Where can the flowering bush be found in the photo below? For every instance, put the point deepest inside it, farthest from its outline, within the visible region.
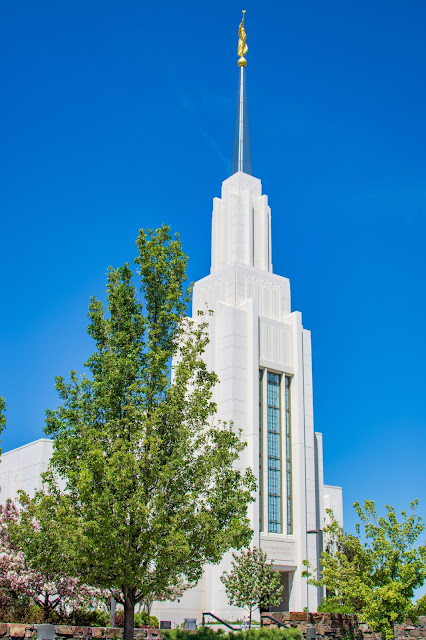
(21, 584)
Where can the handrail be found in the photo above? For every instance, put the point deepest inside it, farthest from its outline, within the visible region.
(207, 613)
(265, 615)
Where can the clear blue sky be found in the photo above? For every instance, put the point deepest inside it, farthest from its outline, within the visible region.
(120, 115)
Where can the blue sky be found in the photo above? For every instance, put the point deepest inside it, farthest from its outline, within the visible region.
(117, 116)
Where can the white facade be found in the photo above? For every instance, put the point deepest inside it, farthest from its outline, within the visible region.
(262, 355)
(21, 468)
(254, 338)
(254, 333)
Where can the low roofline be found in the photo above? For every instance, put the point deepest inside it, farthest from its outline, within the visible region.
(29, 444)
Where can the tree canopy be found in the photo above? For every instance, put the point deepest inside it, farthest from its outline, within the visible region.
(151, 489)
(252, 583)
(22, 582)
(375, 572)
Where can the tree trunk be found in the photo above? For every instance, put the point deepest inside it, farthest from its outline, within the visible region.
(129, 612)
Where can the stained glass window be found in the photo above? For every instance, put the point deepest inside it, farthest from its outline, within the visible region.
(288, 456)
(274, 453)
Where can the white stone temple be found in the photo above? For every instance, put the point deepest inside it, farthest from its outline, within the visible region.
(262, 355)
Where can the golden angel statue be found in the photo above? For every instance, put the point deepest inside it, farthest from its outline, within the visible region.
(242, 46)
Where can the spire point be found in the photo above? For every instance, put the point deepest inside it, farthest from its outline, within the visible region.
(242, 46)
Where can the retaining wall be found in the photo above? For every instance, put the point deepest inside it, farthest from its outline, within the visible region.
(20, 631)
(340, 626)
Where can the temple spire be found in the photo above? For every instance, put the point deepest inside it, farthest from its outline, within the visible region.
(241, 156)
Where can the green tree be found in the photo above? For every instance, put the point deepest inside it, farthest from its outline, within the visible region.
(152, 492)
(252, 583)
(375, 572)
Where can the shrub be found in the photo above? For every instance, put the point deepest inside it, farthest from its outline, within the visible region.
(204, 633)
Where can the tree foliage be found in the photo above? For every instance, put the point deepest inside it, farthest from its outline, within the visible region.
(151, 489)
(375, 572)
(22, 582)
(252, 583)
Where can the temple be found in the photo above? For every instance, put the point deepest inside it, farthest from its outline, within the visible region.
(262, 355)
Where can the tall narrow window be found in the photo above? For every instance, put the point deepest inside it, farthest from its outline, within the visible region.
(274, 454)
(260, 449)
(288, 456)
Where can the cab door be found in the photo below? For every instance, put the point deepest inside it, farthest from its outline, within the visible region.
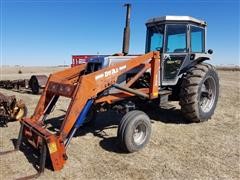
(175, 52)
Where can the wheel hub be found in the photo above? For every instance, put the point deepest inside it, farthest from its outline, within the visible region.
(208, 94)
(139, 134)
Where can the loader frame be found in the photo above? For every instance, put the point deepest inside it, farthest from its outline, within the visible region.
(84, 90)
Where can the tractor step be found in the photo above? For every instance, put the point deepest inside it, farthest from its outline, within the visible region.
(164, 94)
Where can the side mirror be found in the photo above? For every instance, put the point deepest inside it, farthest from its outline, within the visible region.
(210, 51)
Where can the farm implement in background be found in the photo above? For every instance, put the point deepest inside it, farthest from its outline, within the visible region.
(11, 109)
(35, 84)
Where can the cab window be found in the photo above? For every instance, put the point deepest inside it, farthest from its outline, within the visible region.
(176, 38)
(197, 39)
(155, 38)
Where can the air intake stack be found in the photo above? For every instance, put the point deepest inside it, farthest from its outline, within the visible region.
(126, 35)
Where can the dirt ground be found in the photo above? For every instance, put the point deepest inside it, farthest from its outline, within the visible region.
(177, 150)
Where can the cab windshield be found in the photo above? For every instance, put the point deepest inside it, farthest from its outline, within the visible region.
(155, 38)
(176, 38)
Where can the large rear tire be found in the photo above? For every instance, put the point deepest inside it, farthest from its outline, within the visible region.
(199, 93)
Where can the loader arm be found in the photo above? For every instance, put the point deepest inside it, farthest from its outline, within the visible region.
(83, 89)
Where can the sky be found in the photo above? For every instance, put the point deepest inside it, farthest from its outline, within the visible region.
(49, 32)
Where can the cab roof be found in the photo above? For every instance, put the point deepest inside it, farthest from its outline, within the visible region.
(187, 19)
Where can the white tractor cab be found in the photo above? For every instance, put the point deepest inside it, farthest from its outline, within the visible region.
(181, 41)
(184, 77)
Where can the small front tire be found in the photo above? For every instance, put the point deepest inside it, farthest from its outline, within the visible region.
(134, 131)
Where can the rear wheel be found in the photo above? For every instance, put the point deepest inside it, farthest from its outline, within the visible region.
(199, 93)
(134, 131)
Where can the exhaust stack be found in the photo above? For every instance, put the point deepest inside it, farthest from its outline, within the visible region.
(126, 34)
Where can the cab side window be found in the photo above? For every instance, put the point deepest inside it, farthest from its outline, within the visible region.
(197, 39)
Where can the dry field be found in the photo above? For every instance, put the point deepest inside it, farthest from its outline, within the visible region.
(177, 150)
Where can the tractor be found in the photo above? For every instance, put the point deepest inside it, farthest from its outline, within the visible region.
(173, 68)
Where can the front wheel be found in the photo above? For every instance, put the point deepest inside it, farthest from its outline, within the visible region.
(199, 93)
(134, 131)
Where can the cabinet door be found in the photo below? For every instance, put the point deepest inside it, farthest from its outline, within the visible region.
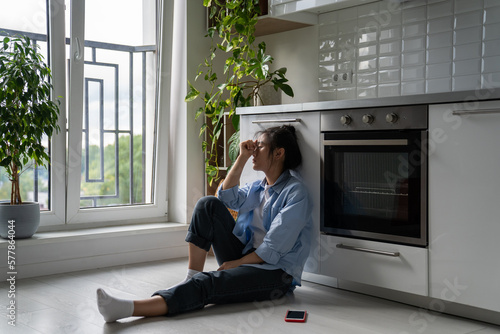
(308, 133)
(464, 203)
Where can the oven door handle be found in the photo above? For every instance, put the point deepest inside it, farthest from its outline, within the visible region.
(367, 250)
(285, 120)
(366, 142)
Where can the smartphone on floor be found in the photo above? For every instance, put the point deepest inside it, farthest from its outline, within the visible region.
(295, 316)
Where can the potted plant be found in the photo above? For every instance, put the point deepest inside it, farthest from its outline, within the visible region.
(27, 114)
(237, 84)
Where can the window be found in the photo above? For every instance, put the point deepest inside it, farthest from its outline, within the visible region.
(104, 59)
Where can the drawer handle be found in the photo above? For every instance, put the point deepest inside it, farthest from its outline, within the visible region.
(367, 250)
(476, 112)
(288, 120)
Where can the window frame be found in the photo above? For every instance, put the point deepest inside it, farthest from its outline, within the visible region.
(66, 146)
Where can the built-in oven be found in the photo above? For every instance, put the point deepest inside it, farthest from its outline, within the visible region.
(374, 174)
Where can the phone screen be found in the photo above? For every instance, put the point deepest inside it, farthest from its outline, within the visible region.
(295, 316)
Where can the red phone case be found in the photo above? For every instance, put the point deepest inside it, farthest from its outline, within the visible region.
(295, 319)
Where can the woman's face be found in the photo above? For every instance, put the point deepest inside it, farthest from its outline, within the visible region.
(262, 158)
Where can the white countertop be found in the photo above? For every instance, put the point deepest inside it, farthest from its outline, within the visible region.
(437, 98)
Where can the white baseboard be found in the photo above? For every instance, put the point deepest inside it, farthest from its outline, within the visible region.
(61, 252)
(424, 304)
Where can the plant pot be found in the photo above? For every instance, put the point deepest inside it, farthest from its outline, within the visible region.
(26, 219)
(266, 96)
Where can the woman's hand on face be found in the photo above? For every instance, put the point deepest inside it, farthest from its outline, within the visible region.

**INSTRUCTIONS FOR THE TASK**
From the line containing "Where can the window frame" down to the final line of the data, write out every line exactly; both the first and last of these belong in your answer, and nothing else does.

**FINISHED TASK**
Where can the window frame be found in the photo above? For every instance, put the point deepest inside it, farthest from its outline, within the visible region.
(66, 146)
Where can the built-in oven be found in the photo above? For every instance, put the point deepest inside it, farthest from its outline, within the visible region.
(374, 174)
Where can the phone screen be found in the photo above? For every instance, put the point deepest inside it, farthest from its outline, within the visible region.
(295, 316)
Where can the red phone case be found in the photo above? For every instance, put the point deepest inside it, farthest from its outline, within the visible region.
(295, 319)
Where can the woman's face be found in the photo above? For every instance, put the point deepest inside it, farthest from its outline, within the visible region.
(262, 158)
Where can the white countertop be found in the photo above? For every instance, put the point deepest inside it, farthest from its outline, within the visible region.
(437, 98)
Where can the white baseboard be found in the photo above? For every instance, put the point deepest inside it, farthest from its outline, within the visible region.
(61, 252)
(424, 304)
Where can the plant pot be found in the photo above? For every instance, put the point deepest inside it, farthest from its outline, within the visible region.
(26, 219)
(266, 96)
Where can the woman's hand on face be found in the photo above? For every instance, put the point deepest inside it, farthest from its outline, within the visible region.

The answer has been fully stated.